- [Task]
Count how many lines of the records below contain the string "shirt". Reply with that number alone.

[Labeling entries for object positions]
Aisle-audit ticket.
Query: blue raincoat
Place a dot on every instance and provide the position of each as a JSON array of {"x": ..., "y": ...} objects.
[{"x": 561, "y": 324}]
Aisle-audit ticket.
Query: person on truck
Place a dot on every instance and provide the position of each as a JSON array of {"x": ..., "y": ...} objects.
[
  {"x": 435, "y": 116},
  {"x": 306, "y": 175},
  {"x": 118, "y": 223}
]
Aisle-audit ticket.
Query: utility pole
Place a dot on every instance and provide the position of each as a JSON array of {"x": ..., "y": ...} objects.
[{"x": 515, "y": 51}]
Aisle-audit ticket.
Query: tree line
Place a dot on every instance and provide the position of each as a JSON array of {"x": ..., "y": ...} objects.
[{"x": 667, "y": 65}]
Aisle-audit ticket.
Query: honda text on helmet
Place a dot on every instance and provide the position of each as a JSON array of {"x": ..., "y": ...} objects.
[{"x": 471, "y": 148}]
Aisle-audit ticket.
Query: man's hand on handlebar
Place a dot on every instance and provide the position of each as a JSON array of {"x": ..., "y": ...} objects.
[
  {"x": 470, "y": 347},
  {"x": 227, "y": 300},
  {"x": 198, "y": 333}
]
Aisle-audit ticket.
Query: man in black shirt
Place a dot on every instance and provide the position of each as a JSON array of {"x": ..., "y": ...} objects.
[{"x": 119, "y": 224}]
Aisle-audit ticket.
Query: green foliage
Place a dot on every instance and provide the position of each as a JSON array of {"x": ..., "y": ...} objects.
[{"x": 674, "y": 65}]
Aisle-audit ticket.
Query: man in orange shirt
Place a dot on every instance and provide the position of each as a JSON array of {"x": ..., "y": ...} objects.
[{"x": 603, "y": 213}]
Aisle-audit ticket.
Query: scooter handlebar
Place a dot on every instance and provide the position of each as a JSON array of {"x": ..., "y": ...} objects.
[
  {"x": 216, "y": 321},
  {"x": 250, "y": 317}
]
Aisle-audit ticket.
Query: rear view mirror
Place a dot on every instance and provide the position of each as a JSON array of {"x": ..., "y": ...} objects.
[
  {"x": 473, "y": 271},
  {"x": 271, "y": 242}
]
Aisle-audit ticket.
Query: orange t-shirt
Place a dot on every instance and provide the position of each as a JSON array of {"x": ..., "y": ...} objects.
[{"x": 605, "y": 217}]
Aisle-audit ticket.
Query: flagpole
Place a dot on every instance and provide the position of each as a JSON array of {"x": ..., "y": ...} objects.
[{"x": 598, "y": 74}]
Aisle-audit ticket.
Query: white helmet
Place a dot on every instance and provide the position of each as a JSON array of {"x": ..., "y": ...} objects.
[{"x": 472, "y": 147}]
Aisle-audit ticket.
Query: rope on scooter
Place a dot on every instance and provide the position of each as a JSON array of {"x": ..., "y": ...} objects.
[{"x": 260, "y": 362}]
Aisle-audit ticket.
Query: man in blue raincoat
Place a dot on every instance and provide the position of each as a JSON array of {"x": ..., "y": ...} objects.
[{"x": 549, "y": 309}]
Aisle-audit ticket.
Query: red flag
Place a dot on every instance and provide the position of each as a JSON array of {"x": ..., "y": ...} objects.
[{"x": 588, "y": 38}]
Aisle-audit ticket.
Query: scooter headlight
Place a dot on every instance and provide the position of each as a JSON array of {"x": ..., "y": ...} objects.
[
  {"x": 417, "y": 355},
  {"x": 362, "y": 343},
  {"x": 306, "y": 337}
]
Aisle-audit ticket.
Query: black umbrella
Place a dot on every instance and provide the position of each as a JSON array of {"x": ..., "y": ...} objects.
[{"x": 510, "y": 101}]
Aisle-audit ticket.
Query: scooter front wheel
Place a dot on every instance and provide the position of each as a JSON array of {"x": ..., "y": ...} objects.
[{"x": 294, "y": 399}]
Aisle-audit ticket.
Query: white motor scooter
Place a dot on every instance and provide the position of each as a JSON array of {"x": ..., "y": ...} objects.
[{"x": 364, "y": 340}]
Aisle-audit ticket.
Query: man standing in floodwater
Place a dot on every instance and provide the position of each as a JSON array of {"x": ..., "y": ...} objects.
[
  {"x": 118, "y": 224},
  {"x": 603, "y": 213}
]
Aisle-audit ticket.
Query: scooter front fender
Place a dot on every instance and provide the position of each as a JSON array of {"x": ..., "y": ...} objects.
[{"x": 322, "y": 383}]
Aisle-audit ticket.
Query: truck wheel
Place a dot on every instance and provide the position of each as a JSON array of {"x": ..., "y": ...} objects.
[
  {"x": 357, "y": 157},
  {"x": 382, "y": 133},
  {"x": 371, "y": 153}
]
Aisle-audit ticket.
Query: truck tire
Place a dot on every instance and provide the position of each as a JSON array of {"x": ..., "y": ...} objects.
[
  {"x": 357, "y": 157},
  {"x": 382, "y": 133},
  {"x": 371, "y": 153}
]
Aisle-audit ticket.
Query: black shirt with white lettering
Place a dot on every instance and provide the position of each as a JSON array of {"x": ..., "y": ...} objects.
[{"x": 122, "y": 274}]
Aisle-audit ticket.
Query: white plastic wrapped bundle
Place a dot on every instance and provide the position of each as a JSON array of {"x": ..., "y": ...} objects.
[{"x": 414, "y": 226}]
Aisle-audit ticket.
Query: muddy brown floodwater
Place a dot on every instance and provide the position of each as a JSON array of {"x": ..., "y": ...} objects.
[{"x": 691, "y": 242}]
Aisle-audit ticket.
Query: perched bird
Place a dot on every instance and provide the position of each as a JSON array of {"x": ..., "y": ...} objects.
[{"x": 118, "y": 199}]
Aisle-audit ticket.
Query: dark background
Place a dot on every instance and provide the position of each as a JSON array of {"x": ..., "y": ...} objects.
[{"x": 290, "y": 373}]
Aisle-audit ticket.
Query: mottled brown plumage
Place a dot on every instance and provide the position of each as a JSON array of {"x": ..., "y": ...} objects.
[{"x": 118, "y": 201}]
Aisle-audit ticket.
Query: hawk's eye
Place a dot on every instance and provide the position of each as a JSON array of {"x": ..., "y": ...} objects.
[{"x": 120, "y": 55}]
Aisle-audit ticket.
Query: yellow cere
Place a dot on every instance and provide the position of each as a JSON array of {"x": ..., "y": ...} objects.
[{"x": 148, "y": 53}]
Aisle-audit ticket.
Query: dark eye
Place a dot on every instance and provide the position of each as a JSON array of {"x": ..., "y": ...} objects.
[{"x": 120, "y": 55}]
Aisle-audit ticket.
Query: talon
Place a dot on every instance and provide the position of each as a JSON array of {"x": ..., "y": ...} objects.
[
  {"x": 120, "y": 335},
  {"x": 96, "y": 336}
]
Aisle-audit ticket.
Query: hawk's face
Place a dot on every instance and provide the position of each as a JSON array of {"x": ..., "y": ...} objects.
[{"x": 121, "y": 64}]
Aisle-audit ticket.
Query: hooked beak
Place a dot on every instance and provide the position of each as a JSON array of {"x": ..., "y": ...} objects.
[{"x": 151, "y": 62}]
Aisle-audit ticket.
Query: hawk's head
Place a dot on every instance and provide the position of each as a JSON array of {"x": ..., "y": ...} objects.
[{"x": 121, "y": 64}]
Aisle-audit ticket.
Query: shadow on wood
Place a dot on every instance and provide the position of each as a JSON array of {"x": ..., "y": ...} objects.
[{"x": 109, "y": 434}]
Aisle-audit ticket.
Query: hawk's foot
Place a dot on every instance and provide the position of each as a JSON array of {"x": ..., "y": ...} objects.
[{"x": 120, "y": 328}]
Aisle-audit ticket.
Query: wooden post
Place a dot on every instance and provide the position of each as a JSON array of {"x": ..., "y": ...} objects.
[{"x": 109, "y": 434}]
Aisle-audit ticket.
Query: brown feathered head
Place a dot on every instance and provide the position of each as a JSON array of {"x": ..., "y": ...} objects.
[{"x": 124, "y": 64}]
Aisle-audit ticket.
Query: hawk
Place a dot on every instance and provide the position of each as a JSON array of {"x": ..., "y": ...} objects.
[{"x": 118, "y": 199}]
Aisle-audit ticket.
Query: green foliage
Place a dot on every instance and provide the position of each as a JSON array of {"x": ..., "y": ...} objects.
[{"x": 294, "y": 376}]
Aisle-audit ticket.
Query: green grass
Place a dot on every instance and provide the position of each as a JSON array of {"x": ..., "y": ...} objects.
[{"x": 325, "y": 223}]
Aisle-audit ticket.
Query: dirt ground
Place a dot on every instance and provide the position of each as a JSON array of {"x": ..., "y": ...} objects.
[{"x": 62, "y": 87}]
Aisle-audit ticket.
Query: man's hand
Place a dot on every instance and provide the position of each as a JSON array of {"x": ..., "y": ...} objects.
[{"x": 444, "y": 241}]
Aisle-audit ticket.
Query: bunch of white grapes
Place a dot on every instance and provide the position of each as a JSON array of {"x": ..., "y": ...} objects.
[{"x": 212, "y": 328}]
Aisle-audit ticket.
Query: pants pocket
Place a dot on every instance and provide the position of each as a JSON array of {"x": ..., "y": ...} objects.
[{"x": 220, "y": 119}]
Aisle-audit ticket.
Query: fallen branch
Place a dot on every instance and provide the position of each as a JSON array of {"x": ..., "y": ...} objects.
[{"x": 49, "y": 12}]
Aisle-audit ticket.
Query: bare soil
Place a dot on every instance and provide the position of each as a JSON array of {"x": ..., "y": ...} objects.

- [The completed task]
4